------ Input ------

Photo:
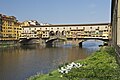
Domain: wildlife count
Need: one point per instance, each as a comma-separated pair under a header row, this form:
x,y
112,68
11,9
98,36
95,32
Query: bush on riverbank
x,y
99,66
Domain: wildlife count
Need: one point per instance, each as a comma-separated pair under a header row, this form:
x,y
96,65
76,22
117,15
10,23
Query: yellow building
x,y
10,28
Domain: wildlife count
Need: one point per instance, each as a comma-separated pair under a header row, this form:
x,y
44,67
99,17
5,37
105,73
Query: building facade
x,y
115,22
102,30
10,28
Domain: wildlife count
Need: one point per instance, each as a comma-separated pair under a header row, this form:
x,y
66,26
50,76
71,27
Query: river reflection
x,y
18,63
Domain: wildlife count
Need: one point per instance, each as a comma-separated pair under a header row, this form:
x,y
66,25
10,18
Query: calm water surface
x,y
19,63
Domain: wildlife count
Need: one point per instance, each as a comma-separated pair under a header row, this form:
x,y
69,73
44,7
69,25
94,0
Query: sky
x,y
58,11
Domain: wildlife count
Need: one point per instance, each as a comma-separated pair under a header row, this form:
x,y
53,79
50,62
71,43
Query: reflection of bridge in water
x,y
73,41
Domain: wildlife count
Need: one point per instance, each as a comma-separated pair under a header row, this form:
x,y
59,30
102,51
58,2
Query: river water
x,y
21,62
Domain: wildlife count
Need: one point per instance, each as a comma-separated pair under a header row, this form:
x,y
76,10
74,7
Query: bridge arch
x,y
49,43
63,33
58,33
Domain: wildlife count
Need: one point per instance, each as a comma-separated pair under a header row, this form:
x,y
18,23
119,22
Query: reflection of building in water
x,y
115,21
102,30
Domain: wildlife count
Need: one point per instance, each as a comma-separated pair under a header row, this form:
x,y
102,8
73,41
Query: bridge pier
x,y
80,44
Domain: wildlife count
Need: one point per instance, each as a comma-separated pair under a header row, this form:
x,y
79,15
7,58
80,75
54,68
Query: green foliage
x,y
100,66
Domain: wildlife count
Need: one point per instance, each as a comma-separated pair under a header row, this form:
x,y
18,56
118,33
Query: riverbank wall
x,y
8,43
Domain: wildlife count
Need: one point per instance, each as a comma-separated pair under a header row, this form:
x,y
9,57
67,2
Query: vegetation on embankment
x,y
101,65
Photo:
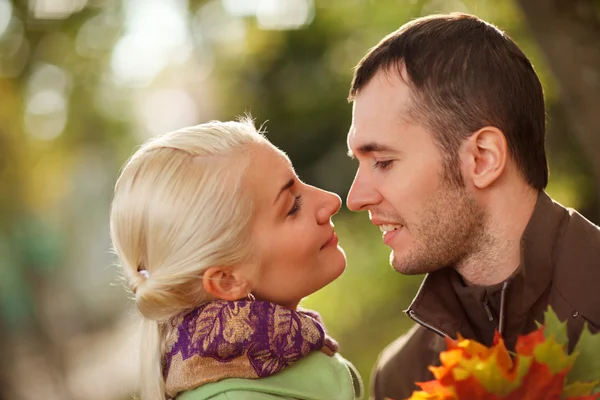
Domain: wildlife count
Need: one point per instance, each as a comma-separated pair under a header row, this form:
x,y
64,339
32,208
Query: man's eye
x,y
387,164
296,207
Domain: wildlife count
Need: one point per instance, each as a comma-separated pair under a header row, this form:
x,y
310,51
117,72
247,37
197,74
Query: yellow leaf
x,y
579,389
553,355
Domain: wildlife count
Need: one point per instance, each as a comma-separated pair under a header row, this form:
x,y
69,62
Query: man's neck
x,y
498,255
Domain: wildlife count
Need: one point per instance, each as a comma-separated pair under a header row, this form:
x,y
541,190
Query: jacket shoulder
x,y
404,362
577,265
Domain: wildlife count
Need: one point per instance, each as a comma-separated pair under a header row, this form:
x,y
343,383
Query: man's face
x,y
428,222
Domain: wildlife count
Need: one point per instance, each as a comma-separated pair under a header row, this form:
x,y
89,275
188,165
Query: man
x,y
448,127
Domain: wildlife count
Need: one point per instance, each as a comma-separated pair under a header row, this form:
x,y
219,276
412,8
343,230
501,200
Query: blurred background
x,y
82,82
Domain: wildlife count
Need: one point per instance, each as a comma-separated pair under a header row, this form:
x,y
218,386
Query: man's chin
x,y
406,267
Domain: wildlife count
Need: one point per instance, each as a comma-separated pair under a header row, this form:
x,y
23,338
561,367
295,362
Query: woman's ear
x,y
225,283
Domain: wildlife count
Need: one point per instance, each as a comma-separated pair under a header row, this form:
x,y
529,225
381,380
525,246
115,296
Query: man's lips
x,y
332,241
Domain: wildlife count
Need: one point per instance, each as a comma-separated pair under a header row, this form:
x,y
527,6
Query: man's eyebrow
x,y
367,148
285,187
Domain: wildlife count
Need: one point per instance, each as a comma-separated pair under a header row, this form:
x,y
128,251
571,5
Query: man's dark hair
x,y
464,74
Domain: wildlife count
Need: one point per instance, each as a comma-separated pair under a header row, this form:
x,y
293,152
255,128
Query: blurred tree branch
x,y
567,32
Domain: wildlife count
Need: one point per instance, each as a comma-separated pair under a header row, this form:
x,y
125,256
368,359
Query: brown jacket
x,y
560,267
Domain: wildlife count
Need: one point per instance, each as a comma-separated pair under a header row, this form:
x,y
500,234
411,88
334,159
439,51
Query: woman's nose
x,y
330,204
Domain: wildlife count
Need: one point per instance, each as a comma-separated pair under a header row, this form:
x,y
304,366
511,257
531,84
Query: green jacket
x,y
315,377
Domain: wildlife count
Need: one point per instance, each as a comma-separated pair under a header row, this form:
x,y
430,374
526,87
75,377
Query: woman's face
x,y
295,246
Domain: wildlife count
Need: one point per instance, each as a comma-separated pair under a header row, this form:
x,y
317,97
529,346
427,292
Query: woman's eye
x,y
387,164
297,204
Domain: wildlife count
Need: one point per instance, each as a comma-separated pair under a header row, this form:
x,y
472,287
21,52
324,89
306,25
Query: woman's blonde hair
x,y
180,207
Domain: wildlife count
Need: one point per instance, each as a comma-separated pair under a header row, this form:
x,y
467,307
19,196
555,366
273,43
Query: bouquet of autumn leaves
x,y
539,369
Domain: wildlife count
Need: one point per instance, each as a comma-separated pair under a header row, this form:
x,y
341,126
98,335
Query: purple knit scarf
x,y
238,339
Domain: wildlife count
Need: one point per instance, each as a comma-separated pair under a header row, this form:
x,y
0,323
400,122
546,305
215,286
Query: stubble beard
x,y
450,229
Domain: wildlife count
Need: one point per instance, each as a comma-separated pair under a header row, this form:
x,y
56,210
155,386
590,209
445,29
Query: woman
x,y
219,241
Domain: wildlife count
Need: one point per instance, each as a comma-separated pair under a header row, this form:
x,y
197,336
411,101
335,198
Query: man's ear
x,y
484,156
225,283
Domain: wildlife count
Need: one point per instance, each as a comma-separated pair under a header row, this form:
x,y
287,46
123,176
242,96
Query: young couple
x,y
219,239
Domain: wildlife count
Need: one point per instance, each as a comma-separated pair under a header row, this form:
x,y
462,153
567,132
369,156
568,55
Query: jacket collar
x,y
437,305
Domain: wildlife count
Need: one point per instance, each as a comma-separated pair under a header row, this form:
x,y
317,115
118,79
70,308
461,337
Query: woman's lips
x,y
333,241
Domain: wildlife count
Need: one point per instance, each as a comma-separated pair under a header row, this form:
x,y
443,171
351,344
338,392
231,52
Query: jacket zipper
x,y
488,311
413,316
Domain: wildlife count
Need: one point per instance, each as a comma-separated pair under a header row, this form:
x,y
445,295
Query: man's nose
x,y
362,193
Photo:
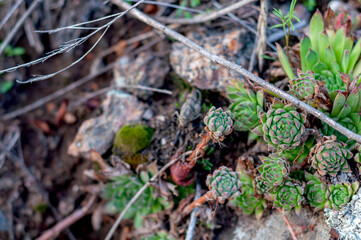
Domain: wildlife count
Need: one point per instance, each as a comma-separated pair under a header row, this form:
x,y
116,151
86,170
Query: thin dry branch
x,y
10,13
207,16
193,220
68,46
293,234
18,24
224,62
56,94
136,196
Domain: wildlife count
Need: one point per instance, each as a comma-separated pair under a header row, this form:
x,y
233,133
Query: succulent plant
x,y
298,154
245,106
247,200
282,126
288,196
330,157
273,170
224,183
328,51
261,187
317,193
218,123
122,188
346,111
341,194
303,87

------
------ Input ------

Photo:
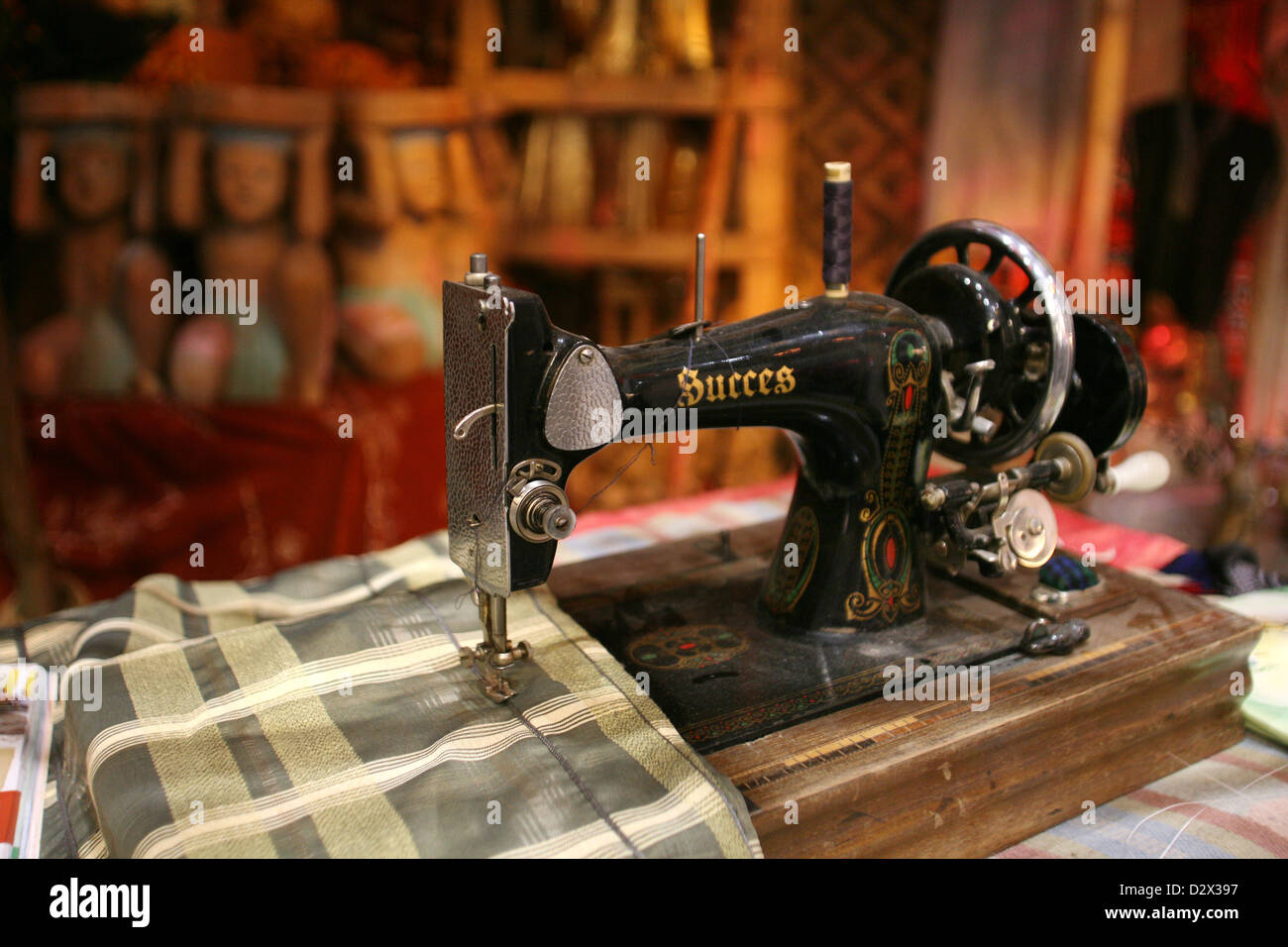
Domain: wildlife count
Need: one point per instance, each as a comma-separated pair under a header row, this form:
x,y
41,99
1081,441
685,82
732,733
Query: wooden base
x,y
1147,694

------
------ Input ------

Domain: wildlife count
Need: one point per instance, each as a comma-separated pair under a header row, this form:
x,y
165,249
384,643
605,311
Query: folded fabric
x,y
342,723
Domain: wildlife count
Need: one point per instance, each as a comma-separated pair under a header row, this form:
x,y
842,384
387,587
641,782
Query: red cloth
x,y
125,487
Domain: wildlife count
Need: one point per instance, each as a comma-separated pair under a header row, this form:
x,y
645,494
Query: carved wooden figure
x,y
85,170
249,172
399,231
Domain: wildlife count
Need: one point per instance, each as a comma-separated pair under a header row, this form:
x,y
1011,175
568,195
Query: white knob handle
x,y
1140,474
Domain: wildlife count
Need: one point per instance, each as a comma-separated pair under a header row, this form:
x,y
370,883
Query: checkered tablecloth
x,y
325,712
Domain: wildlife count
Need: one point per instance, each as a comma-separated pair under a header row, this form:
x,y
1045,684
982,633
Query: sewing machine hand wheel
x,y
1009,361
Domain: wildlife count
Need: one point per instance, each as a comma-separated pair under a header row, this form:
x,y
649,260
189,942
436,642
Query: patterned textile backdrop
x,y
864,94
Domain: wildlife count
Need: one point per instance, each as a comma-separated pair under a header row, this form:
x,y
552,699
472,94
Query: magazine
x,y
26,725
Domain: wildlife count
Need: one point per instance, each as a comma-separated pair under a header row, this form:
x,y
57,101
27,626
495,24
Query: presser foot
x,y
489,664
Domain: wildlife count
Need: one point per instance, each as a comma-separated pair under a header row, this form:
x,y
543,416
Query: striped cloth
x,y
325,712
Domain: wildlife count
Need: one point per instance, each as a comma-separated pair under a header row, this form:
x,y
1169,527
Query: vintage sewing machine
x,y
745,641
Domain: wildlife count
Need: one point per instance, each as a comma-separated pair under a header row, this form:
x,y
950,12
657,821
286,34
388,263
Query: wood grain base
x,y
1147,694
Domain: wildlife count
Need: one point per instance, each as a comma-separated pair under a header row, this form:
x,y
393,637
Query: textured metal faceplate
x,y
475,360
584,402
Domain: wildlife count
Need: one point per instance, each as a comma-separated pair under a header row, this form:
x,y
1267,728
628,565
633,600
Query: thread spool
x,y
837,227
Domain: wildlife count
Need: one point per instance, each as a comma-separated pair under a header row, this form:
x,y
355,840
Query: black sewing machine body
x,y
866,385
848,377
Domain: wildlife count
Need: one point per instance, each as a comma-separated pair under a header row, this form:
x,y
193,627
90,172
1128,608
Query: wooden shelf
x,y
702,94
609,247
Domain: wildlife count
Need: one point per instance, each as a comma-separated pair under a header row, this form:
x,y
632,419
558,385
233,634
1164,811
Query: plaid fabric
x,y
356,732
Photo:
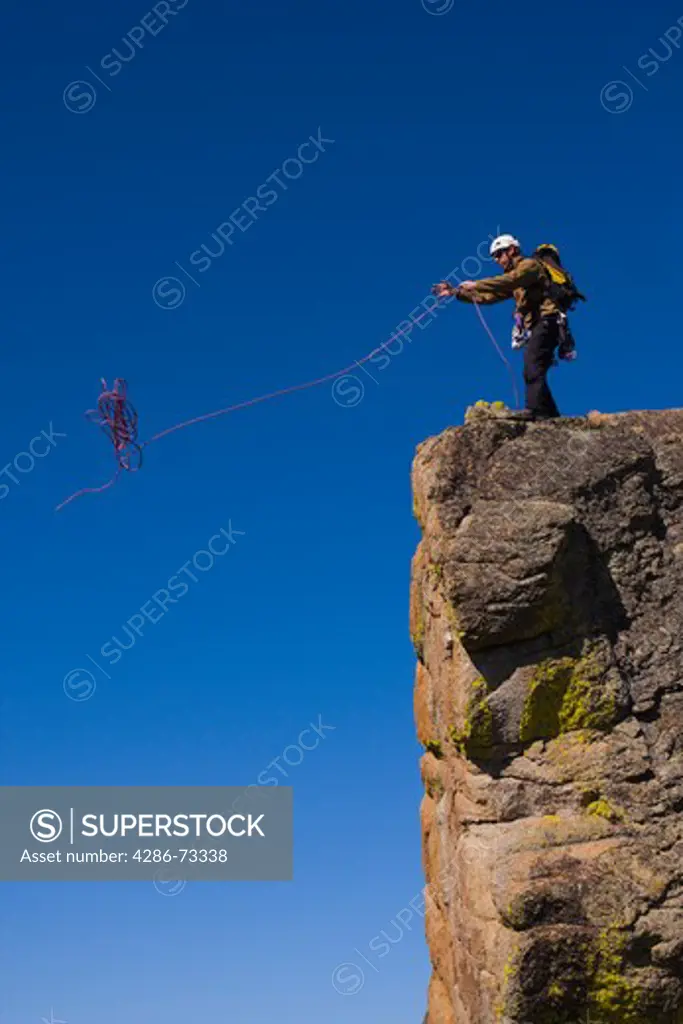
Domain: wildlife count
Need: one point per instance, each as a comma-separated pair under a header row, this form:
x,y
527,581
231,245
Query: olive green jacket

------

* **What the exercise asks**:
List each line of the entries above that contains the string "woman", treating uppercase and lowercase letters as different.

* **The response**:
Query: woman's ear
Query: woman's nose
Query: woman's face
Query: woman's eye
Query: woman's blonde hair
Query: woman
Query: woman's lips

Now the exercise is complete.